Start of Records to use
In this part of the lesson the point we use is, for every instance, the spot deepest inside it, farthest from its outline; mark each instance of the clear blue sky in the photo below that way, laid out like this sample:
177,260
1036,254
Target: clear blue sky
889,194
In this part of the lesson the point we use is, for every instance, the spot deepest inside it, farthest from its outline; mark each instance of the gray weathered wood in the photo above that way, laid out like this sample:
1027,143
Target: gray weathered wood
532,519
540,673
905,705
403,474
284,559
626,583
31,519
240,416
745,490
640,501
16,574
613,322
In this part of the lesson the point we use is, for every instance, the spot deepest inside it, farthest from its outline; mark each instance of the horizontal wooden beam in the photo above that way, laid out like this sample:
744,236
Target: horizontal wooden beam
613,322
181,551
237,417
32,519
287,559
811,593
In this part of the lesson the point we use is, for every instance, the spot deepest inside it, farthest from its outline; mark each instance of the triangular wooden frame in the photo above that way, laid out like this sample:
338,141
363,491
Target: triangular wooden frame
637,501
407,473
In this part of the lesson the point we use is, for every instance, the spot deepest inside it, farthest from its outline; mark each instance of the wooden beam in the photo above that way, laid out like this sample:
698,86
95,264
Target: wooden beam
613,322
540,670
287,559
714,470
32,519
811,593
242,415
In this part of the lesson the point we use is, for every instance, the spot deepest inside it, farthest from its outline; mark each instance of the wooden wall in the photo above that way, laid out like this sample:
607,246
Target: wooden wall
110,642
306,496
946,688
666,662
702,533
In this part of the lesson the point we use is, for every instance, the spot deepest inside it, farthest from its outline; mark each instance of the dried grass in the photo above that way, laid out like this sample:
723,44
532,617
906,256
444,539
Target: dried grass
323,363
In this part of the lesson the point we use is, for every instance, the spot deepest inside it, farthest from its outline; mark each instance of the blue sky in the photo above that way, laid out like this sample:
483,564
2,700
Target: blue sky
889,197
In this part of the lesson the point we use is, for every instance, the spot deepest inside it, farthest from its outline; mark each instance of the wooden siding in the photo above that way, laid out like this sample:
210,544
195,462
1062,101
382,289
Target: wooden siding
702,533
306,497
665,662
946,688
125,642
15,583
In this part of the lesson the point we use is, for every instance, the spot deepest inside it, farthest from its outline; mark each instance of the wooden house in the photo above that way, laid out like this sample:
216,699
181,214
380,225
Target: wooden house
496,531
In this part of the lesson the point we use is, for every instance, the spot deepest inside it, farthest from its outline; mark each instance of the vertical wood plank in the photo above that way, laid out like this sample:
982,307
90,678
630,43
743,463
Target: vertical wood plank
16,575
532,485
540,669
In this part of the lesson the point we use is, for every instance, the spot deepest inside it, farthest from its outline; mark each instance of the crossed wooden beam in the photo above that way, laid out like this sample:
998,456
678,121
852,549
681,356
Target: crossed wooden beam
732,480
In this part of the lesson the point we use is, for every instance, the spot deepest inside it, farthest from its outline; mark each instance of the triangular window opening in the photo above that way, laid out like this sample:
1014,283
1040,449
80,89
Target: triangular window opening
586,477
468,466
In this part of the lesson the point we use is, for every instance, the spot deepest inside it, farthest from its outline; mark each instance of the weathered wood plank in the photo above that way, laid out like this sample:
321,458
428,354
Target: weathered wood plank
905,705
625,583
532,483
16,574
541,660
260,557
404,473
End of Records to use
> _Problem description_
Recopy all of the records verbatim.

> _Written response_
In this part of the lesson the point we use is, for every instance, the spot deepest inside it, farthest from its outline; mark each instance of the clear blue sky in the photo below that way, laid out like this sample:
177,260
1036,254
Target: clear blue sky
889,194
In this part of the lesson the point we use is, for every instance, the spot deepest inside it, farthest from its outline; mark each instance of the gray weathered wood in the photo above that way, laid out like this sample:
1027,143
Target: gray weathered wood
532,519
540,673
905,705
403,474
284,559
626,583
31,519
240,416
745,490
640,501
16,574
613,322
In this part of the lesson the point we use is, for every instance, the spot deepest inside it, farthest from its outline; mark each instance of the horizontal wooden beam in the photo above that way, laid out like this sample:
744,236
Target: horizontal wooden beam
613,322
181,551
237,417
32,519
287,559
811,593
In this part of the lesson the point we use is, for every instance, the spot deepest inside it, farthest from its outline; mark each instance of the triangular wooden frame in the photo above that way, laid out like this sample:
338,141
363,491
Target: triangular wooden frame
637,501
407,473
In this part of the lesson the point we use is, for every instance, the spot deepest inside it, farthest from its outline; mark each instance of the wooden beam in the photo above that way, laid out like this sample:
698,86
95,264
Target: wooden beam
613,322
540,670
287,559
714,470
32,519
811,593
242,415
In this part of the lesson the point we use is, for every instance, the spot deepest inside it, farthest from its outline; mark each instance of the wooden wall in the photo above that way, laid out like this sample:
607,246
Target: wooden wall
110,642
306,496
946,688
666,662
702,533
In this part of the lesson the point we use is, for every instance, the spot deepest inside it, farthest from its outline; mark each instance of the dried grass in the photo above that way, laid out like this sample:
723,44
532,617
906,256
444,539
Target: dried grass
323,363
In this part of the lesson the point we use is, for every instance, the spot deepest inside it, farthest from its outline; mark each instance of the blue sky in the photo above that way, laid out like this sample:
483,564
2,700
Target: blue sky
889,197
In this part of the lesson the point we use is, for every instance, the spot deepest inside it, farthest from its outline; mark each instance of the wooden siding in the photo above that way, laid out like this sample:
210,544
195,462
1062,101
382,289
Target: wooden siding
702,533
306,497
665,662
946,688
125,642
15,583
In this part of the lesson the point we use is, for every instance, the spot deepest inside it, farthest from its outline; mark each instance of the wooden house in the photo above that way, laid out like this sample:
216,699
181,214
380,225
Target: wooden house
496,531
In this part of the lesson the point we use is, for every instance, the spot deepest inside it, farthest from its outline; mark each instance of the vertical wood plank in the photo above that way, laid out like this sample:
982,307
90,678
630,43
743,463
Target: vertical wood plank
16,575
532,485
540,669
In this part of the lesson the point we use is, for every instance, the spot deepest inside it, farthest from its outline; mark each instance of the crossed wooden beam in the photo above that way, laid out like this sample:
998,456
678,121
852,549
681,356
Target: crossed wooden beam
732,480
In this part of the lesson the point we use is, for every instance, the spot deepest inside it, farthest from its outline; mark each instance of the triangular window opening in the photo above that way, laid out like this sample:
1014,283
1040,449
80,89
Target: triangular window opening
586,477
468,466
In this part of the lesson the point we use is, for every instance, the spot deepest inside it, farthest from its outline; mark each instance of the weathered wood plank in the photo above that way, laid out like this sample:
321,458
428,354
Target: weathered wood plank
905,705
625,583
532,483
16,574
541,660
260,557
404,473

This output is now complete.